Work required:
Print, in exact form, the lines below from the one containing "Target: neck" through the one containing "Target: smile", and omit all others.

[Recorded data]
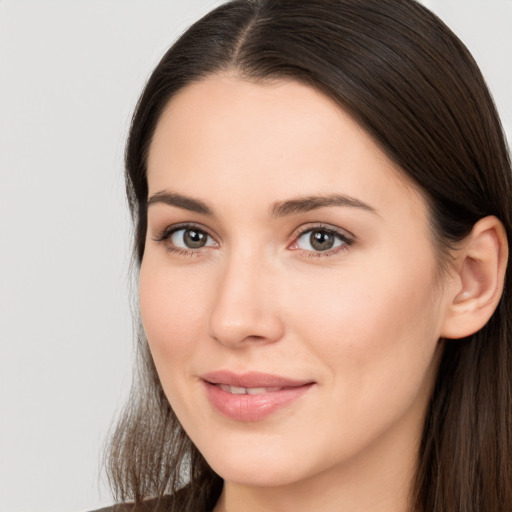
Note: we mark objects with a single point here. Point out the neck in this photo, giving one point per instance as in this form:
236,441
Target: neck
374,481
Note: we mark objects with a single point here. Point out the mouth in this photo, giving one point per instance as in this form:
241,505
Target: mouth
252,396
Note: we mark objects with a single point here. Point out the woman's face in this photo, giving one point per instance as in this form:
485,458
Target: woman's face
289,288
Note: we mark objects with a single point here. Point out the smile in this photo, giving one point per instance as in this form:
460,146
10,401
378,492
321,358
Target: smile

---

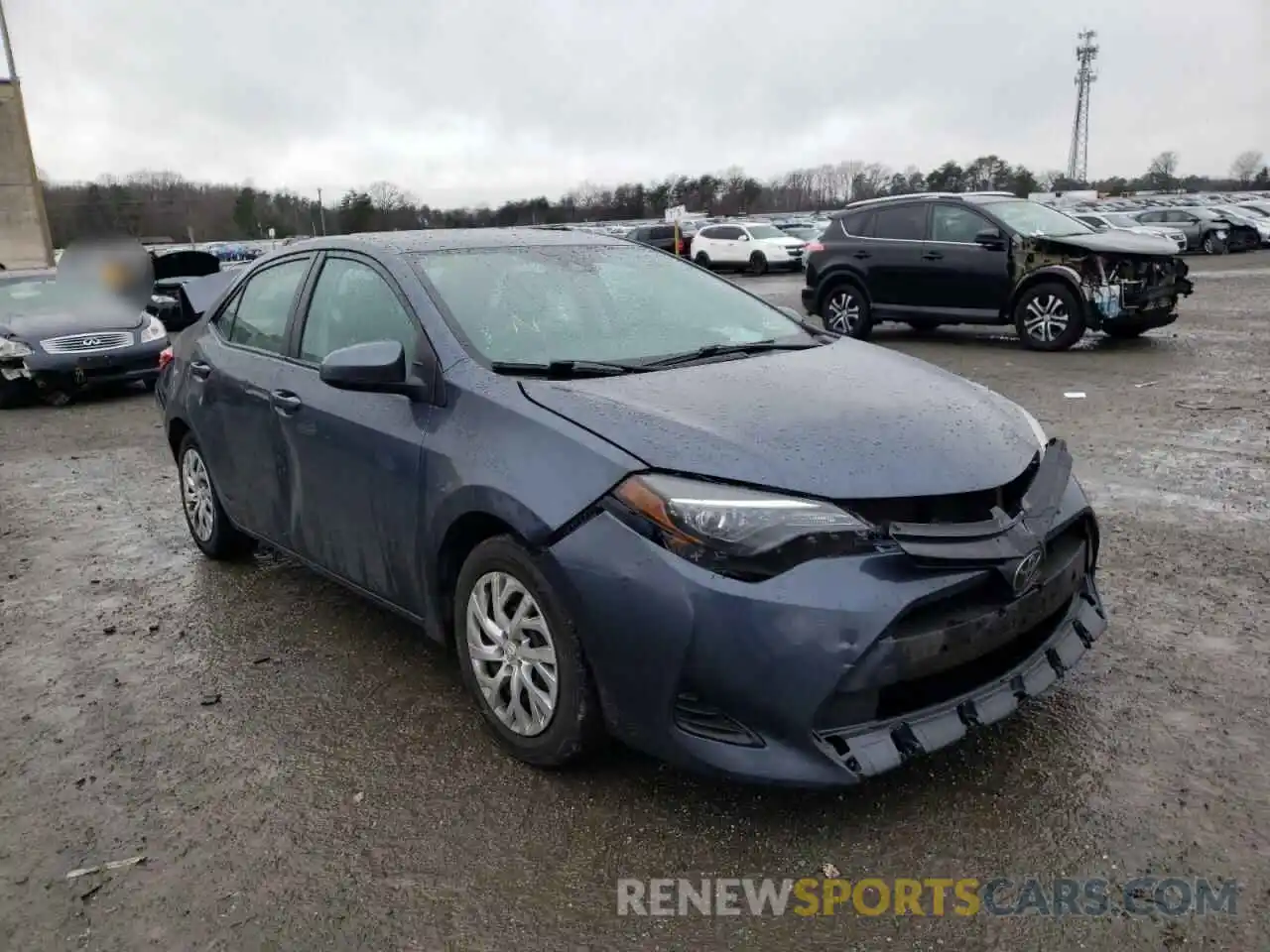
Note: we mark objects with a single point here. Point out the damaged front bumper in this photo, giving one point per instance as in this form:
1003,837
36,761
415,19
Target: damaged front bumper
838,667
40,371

...

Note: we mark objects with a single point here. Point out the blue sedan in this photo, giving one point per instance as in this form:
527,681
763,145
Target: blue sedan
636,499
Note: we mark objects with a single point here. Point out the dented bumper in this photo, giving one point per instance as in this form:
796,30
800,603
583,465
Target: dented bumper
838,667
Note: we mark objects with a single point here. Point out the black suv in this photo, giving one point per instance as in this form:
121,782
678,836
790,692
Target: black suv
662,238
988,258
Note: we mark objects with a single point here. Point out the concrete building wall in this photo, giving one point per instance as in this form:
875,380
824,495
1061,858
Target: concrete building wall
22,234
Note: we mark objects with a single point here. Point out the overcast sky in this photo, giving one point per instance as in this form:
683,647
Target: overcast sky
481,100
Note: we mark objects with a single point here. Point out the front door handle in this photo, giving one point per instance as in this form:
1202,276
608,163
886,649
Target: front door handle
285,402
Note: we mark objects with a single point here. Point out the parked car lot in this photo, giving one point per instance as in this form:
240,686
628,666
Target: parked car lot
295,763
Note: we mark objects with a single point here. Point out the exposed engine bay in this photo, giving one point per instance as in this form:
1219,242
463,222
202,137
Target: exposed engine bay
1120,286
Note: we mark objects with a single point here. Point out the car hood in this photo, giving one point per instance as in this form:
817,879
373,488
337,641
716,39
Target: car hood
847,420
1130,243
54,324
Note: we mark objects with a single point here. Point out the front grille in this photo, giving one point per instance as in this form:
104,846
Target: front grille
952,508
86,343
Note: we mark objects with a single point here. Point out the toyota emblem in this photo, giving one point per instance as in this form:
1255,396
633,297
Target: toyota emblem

Answer area:
Target: neck
374,481
Note: we mark objects with a single point here. Point out the mouth in this photo, giving one point per instance as in this form:
241,505
Target: mouth
252,396
Note: we mark objects with a single point here. Point out the woman's face in this photo, giving one point per instance as in this form:
485,458
Target: woman's face
289,288
Note: we mark objects with a single point here. Point out the smile in this photo, giving one point per instance as in this form:
460,146
10,401
378,492
321,358
Target: smile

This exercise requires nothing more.